Quote each line exactly, from the line that contains "Note: point at the rectangular" down to the last line of the listing, and no other lines.

-------- DATA FOR THIS EXERCISE

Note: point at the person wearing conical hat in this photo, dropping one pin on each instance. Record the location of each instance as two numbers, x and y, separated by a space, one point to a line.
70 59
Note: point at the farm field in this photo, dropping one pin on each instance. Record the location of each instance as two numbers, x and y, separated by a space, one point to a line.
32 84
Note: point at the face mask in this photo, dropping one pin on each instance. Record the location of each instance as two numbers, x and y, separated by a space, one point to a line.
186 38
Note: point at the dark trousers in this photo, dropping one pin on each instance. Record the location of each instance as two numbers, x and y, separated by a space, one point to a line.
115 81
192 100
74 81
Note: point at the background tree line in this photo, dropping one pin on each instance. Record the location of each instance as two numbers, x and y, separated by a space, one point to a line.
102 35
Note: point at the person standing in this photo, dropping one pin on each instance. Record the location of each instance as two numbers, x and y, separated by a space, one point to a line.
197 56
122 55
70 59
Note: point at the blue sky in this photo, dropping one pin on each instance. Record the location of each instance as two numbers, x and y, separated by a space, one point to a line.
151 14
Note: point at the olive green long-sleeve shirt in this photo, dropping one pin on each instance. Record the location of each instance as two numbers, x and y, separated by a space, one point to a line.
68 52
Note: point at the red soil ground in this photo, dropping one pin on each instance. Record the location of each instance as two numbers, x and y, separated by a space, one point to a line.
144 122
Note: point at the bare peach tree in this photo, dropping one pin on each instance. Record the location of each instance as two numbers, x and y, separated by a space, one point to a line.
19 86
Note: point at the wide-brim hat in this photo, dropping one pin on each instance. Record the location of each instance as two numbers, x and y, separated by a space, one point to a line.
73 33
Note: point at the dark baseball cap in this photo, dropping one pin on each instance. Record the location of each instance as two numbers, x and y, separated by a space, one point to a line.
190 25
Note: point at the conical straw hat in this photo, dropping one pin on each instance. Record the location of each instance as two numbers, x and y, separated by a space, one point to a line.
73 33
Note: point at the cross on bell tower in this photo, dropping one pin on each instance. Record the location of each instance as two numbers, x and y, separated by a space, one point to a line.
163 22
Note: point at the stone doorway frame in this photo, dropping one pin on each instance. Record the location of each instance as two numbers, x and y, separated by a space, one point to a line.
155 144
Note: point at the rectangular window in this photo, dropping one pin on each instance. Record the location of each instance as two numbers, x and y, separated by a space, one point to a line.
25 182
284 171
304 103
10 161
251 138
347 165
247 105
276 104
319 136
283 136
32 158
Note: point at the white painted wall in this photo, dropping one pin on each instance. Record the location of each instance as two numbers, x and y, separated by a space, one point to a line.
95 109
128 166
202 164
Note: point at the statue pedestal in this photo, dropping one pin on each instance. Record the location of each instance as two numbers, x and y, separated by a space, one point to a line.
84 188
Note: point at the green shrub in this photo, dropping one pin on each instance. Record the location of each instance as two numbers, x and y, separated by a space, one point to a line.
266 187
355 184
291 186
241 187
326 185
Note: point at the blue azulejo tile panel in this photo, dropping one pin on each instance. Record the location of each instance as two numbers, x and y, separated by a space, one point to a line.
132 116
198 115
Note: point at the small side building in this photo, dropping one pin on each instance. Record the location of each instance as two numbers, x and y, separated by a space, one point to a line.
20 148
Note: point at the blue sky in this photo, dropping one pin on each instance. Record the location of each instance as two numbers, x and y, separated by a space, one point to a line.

----------------

### ANSWER TO THIS PROBLEM:
Note: point at the rectangular window in this photo, dropping one pin on each instance. Record the location of each instance as two numbers, x and y, separated by a space, one point to a line.
25 182
284 171
304 103
10 161
251 138
347 165
247 105
276 104
319 136
283 136
32 158
Note: point at the white painted wall in this photo, dropping one pin on each instance. Record the location of each instance as two numbers, x and y, separated by a space, one point to a line.
95 109
128 166
202 164
Note: point at the statue pedestal in this photo, dropping one pin on each instance. Record the location of each instance as two numbers, x and y, separated by a space, one point to a line.
84 188
Note: point at the green shrub in this photo, dropping one pin on each instance. Record the location of each instance as two numbers, x and y, separated by a space, one point to a line.
266 187
355 184
291 186
241 187
326 185
Note: point at the blue azulejo tile panel in this photo, dropping one pin on each instance. Record the location of each instance as two numbers, x and y, separated by a space, one point to a line.
132 116
198 115
Note: point at the small side building in this photo, dropping one pin on each instance. Record the location of each instance as two numbers, x and y, separated by a space, one point to a line.
20 148
Note: point at the blue sky in this photo, dropping one pin on each instance. Record the location of each instance as two numbers, x and y, separated by a space, one point to a line.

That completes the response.